Your task>
Each line in the records below, from the one that contains "sea in the photo above." to the one that contains "crest in the photo above.", should be reproduced exactly, the first and last included.

* * *

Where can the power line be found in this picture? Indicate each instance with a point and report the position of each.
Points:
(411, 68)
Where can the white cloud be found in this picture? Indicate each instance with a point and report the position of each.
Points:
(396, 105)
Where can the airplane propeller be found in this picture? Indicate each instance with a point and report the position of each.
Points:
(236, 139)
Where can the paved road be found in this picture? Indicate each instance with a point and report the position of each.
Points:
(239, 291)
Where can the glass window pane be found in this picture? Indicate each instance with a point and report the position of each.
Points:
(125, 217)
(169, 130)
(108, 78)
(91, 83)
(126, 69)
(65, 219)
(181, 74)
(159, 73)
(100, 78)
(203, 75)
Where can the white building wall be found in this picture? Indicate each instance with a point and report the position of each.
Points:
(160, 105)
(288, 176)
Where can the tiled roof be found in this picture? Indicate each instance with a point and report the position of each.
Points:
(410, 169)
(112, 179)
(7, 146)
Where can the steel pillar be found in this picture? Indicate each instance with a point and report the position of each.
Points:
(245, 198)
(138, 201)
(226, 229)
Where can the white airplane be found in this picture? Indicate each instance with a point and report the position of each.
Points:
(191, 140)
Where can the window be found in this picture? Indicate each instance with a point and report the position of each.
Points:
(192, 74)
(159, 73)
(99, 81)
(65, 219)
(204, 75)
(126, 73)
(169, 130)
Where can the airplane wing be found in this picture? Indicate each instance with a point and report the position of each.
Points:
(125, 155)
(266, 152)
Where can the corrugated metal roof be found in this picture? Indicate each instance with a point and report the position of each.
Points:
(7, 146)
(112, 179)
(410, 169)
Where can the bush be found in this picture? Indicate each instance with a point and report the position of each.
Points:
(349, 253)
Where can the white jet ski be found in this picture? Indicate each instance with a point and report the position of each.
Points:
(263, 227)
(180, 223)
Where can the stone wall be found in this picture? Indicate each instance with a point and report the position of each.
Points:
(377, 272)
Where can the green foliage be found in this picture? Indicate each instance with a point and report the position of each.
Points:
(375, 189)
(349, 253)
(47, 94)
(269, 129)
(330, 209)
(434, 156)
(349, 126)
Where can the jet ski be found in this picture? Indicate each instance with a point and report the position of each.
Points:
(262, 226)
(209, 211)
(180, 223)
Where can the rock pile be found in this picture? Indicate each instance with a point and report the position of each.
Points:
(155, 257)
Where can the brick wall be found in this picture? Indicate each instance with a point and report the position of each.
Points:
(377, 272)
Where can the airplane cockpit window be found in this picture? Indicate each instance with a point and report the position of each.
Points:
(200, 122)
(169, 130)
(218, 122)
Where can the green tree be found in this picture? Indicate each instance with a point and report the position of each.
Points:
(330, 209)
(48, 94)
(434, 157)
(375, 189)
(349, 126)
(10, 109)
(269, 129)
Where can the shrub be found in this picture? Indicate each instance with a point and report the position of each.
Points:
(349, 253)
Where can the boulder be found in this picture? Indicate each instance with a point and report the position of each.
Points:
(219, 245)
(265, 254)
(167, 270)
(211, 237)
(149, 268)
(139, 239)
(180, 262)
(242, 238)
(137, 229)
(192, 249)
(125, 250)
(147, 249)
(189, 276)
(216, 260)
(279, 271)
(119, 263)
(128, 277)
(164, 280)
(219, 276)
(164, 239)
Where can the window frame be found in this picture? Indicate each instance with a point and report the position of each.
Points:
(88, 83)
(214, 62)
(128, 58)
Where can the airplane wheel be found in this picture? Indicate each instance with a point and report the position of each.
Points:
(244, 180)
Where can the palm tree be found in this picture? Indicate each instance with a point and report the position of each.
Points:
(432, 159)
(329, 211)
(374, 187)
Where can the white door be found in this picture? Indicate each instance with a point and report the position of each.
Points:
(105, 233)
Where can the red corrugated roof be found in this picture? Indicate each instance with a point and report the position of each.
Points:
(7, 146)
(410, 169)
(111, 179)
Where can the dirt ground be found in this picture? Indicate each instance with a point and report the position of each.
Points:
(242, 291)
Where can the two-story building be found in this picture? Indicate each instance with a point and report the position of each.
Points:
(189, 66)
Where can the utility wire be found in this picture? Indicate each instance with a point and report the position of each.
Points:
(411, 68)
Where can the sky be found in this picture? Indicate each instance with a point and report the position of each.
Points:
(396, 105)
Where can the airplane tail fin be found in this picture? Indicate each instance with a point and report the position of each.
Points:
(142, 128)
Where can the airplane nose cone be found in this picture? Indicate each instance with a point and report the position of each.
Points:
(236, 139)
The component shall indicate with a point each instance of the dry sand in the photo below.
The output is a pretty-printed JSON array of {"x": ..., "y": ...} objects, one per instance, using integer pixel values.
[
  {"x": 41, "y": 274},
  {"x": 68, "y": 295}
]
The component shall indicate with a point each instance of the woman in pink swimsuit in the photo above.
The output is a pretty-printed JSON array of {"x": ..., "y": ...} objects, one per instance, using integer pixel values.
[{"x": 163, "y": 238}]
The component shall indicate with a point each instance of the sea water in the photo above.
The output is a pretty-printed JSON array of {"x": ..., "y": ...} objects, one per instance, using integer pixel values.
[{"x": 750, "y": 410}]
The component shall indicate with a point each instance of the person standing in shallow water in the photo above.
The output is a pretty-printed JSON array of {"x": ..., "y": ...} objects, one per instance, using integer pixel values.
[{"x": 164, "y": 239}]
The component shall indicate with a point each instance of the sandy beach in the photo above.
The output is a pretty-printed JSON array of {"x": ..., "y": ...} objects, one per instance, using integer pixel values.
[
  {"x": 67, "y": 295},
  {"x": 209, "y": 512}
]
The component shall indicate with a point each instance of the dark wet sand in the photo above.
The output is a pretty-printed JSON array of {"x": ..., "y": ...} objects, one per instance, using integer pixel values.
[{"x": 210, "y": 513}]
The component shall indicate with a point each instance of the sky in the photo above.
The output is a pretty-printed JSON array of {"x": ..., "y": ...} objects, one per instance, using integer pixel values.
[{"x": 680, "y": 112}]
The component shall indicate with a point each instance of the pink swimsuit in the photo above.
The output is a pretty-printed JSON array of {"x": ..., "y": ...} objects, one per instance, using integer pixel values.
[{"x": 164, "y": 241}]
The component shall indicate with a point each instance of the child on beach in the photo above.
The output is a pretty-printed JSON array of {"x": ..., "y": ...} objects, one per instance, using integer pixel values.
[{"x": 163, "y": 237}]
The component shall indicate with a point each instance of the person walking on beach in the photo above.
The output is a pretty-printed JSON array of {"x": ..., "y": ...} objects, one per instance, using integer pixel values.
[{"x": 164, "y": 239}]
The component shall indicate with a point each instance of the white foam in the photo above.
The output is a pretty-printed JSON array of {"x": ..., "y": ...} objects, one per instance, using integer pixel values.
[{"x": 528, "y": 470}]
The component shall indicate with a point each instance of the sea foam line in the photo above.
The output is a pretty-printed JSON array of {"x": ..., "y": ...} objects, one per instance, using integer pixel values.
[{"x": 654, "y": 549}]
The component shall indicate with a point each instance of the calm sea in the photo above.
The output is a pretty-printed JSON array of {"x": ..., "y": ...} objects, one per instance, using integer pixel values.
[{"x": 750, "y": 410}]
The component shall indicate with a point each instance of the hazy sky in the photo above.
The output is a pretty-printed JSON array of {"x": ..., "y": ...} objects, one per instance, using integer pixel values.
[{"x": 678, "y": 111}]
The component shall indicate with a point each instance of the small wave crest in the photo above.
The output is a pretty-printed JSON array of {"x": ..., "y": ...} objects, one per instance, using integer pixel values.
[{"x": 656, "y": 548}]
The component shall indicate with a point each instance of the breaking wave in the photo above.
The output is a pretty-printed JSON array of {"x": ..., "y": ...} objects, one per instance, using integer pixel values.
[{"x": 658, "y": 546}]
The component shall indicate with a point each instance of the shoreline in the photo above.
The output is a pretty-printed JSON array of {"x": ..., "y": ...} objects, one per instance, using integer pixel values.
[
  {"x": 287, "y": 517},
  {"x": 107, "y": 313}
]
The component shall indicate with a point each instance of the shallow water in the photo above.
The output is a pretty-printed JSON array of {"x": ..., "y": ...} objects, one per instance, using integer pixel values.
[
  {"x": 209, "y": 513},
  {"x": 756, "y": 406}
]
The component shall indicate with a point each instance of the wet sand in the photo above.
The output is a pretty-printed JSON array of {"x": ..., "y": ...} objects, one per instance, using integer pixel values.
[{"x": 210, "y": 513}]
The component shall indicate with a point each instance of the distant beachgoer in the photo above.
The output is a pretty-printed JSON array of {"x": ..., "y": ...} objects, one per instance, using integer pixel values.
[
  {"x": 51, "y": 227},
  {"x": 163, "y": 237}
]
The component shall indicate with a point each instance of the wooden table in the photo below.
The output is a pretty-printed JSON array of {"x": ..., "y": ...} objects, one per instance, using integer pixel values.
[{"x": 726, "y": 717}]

* * *

Answer area>
The component shall indicate with a point each instance of the calm sea in the photo above.
The output is a pretty-printed JSON array of {"x": ..., "y": ...} objects, one per instance, using integer pixel values.
[{"x": 750, "y": 410}]
The component shall indicate with a point each instance of the hazy sky in the photo above.
The output is a pretty-printed JSON array of {"x": ..., "y": ...} objects, one per instance, using integer pixel values.
[{"x": 678, "y": 111}]
The component shall indicate with a point each instance of the small wave crest in the photo above.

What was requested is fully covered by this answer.